## WHAT THE EXERCISE ASKS
Up to and including the line that contains "95L553 87L517 123L519", write out every line of the entries exactly, beginning with the first. Omit the pictures.

[Source data]
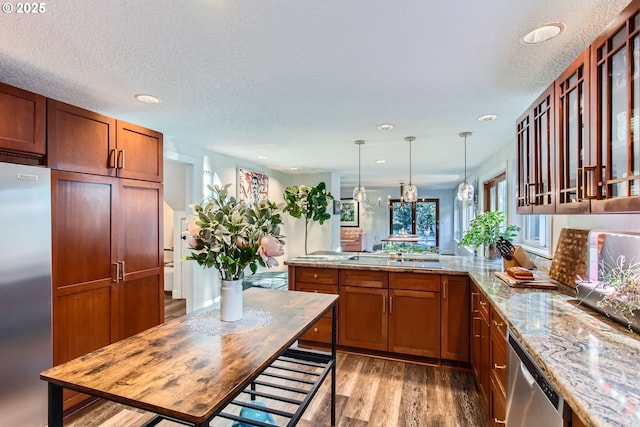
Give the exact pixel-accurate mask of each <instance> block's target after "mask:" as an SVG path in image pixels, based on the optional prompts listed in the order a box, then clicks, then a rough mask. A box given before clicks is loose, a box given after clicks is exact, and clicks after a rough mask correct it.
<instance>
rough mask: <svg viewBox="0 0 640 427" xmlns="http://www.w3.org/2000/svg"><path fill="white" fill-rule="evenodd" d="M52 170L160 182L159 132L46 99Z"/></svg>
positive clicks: (50, 158) (159, 134) (159, 149)
mask: <svg viewBox="0 0 640 427" xmlns="http://www.w3.org/2000/svg"><path fill="white" fill-rule="evenodd" d="M47 137H48V140H49V156H48V157H49V160H48V163H49V166H50V167H51V168H52V169H58V170H66V171H73V172H82V173H89V174H96V175H105V176H117V177H120V178H131V179H138V180H145V181H156V182H162V159H163V155H162V149H163V148H162V147H163V138H162V134H160V133H158V132H155V131H152V130H149V129H145V128H142V127H140V126H136V125H132V124H130V123H126V122H123V121H120V120H115V119H112V118H110V117H106V116H103V115H101V114H97V113H94V112H91V111H87V110H84V109H82V108H78V107H75V106H73V105H69V104H65V103H62V102H59V101H55V100H52V99H50V100H48V102H47Z"/></svg>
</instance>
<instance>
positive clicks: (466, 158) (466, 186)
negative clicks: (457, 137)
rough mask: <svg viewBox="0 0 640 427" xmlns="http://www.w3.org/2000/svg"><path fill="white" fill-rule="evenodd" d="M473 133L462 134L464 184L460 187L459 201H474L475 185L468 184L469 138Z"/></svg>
mask: <svg viewBox="0 0 640 427" xmlns="http://www.w3.org/2000/svg"><path fill="white" fill-rule="evenodd" d="M468 136H471V132H460V137H464V182H462V183H460V185H459V186H458V200H460V201H463V202H468V201H470V200H473V185H471V184H469V183H467V137H468Z"/></svg>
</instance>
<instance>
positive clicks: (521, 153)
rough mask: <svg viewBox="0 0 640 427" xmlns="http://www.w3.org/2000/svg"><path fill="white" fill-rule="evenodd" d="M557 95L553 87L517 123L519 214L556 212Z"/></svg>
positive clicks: (517, 204) (517, 188) (548, 212)
mask: <svg viewBox="0 0 640 427" xmlns="http://www.w3.org/2000/svg"><path fill="white" fill-rule="evenodd" d="M554 94H555V87H554V85H551V86H550V87H549V88H548V89H547V90H546V91H545V92H544V93H542V95H540V96H539V97H538V99H536V101H535V102H534V103H533V104H532V105H531V107H529V109H528V110H527V111H526V112H525V113H524V114H523V115H522V116H521V117H520V118H519V119H518V122H517V158H518V162H517V166H516V180H517V181H516V182H517V189H516V192H517V194H516V206H517V211H518V213H520V214H531V213H536V214H548V213H553V211H554V209H555V198H554V194H553V193H554V178H555V175H554V174H553V165H554V162H555V157H554V148H555V127H554V105H555V99H554Z"/></svg>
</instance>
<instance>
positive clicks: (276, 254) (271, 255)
mask: <svg viewBox="0 0 640 427" xmlns="http://www.w3.org/2000/svg"><path fill="white" fill-rule="evenodd" d="M257 254H258V255H260V258H262V260H263V261H264V262H265V263H266V264H267V266H269V267H274V266H277V265H278V260H276V259H275V258H274V257H277V256H281V255H284V247H282V244H281V243H280V242H279V241H278V239H276V238H275V237H273V236H270V235H267V236H264V237H262V238H261V239H260V247H259V248H258V252H257Z"/></svg>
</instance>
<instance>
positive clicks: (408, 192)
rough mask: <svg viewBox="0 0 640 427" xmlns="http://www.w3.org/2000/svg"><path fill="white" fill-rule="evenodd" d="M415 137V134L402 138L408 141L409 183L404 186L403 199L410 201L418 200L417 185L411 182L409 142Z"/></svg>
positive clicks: (409, 150) (410, 147)
mask: <svg viewBox="0 0 640 427" xmlns="http://www.w3.org/2000/svg"><path fill="white" fill-rule="evenodd" d="M415 139H416V137H415V136H407V137H406V138H405V139H404V140H405V141H407V142H408V143H409V185H407V186H406V187H405V188H404V201H405V202H411V203H413V202H417V201H418V187H416V186H415V185H413V184H412V183H411V143H412V142H413V141H415Z"/></svg>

## SOLUTION FOR THIS PROBLEM
Give the exact pixel-accurate mask of each <instance> block's target after "mask:" as an SVG path in image pixels, based on the optional prompts listed in the order a box, then clicks, then a rough mask. A box given before clicks is loose, a box given after clicks is exact, and clicks after a rough mask correct it.
<instance>
rough mask: <svg viewBox="0 0 640 427" xmlns="http://www.w3.org/2000/svg"><path fill="white" fill-rule="evenodd" d="M52 170L160 182L159 132L46 99Z"/></svg>
positive clicks: (50, 158) (159, 134) (159, 149)
mask: <svg viewBox="0 0 640 427" xmlns="http://www.w3.org/2000/svg"><path fill="white" fill-rule="evenodd" d="M47 137H48V140H49V156H48V157H49V160H48V163H49V166H50V167H51V168H52V169H58V170H66V171H73V172H82V173H89V174H96V175H105V176H117V177H120V178H131V179H138V180H145V181H156V182H162V159H163V155H162V149H163V148H162V147H163V138H162V134H160V133H158V132H155V131H152V130H149V129H145V128H142V127H140V126H136V125H132V124H130V123H126V122H123V121H120V120H115V119H112V118H110V117H106V116H103V115H101V114H97V113H94V112H91V111H87V110H84V109H82V108H78V107H75V106H73V105H69V104H65V103H62V102H59V101H55V100H52V99H50V100H48V102H47Z"/></svg>
</instance>
<instance>
positive clicks: (466, 158) (466, 186)
negative clicks: (457, 137)
rough mask: <svg viewBox="0 0 640 427" xmlns="http://www.w3.org/2000/svg"><path fill="white" fill-rule="evenodd" d="M473 133L462 134L464 184L460 187L459 201H474L475 185L468 184L469 138Z"/></svg>
mask: <svg viewBox="0 0 640 427" xmlns="http://www.w3.org/2000/svg"><path fill="white" fill-rule="evenodd" d="M468 136H471V132H460V137H464V182H462V183H460V185H459V186H458V200H460V201H463V202H468V201H470V200H473V185H471V184H469V183H467V137H468Z"/></svg>
</instance>
<instance>
positive clicks: (521, 153)
rough mask: <svg viewBox="0 0 640 427" xmlns="http://www.w3.org/2000/svg"><path fill="white" fill-rule="evenodd" d="M557 95L553 87L517 123L519 214L556 212Z"/></svg>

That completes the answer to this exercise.